>>

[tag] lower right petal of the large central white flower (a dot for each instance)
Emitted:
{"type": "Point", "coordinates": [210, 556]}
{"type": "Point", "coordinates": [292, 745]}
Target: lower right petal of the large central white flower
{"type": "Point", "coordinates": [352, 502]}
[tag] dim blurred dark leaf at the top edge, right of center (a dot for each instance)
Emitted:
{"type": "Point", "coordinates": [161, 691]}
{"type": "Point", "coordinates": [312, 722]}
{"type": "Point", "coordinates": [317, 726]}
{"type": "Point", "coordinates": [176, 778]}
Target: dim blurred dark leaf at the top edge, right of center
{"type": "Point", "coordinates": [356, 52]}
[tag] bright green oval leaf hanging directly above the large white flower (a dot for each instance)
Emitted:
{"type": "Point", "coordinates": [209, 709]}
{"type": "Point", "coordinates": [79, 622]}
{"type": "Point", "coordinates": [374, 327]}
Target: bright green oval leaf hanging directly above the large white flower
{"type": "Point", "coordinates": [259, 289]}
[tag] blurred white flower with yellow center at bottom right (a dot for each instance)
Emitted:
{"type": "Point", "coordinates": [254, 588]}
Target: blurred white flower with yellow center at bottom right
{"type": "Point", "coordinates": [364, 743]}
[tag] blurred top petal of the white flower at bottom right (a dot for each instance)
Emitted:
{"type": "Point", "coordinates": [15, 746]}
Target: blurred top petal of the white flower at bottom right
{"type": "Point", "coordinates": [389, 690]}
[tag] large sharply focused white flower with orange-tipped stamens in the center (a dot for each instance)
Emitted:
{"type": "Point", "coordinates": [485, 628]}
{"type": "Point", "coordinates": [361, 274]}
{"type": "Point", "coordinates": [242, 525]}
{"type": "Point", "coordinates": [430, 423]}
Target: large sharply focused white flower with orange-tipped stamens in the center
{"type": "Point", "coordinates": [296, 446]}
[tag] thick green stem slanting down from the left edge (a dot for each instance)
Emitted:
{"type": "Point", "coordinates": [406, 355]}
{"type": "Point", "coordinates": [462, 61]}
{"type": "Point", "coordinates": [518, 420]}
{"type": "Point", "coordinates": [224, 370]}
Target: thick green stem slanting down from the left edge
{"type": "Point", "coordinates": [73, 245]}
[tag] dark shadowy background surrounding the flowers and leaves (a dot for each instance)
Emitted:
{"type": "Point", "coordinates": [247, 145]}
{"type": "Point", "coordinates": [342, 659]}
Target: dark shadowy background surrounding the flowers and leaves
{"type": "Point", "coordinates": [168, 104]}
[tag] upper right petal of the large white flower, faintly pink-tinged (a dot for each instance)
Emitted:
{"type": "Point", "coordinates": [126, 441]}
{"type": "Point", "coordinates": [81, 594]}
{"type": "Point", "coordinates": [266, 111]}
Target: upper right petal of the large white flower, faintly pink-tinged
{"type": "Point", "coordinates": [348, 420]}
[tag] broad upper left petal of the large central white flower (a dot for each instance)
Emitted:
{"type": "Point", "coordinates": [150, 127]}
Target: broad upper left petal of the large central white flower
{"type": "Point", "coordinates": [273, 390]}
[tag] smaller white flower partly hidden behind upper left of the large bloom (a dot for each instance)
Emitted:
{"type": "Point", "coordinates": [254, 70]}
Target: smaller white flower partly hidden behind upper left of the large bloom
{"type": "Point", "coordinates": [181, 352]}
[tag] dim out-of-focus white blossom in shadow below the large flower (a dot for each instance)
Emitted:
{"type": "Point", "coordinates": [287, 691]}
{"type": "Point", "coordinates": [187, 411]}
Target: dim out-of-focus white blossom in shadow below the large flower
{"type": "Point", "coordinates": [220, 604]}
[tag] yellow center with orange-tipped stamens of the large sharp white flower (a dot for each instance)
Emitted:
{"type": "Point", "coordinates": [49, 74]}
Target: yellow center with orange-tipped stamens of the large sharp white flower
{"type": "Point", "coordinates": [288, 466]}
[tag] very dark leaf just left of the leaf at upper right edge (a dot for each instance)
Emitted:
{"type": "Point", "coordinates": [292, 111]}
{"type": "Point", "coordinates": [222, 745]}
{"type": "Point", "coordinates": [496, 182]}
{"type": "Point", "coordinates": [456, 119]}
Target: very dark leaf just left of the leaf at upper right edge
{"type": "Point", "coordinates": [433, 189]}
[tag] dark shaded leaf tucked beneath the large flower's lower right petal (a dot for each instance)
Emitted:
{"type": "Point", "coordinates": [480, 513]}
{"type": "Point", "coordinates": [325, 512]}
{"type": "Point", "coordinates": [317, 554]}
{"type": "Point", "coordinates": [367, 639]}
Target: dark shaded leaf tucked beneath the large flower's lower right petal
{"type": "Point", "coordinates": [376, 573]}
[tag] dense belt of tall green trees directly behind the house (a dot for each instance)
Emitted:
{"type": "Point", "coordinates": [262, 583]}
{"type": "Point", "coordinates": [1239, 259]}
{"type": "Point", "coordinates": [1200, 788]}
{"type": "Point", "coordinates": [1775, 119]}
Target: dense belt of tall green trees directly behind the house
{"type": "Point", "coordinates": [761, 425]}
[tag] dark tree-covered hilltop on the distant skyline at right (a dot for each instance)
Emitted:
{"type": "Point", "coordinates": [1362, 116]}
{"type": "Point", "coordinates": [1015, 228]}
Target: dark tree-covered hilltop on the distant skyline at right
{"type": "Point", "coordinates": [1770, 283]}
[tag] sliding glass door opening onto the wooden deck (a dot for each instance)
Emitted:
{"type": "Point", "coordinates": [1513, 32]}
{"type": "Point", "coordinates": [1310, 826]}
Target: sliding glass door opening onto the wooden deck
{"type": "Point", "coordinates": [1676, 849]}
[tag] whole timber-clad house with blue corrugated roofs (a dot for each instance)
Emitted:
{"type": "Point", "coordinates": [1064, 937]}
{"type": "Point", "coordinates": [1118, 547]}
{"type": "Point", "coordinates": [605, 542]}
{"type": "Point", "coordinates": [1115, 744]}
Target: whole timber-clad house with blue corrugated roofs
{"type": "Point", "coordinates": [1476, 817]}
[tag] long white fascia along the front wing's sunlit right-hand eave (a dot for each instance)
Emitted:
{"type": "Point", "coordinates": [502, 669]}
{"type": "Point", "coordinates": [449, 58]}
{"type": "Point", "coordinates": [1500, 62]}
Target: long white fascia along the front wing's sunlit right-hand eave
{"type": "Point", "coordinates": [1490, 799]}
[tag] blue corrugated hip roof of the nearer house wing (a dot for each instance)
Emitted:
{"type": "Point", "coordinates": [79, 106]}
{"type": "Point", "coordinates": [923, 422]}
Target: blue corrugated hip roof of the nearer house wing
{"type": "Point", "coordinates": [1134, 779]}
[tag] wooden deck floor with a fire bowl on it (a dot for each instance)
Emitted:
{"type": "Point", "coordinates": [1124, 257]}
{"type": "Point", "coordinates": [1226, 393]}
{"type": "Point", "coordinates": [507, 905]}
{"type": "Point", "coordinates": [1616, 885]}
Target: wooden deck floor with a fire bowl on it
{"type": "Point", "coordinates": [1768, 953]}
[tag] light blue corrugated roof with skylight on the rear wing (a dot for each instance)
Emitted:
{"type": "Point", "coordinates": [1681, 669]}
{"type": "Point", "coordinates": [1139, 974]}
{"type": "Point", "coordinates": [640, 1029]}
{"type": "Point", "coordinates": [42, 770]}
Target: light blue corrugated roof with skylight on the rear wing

<<

_WORK TO COMPLETE_.
If a line in the records includes the string "skylight", copy it.

_EXERCISE ANSWER_.
[tag] light blue corrugated roof with skylight on the rear wing (a dot for each instance)
Target: light blue corrugated roof with skylight on the rear wing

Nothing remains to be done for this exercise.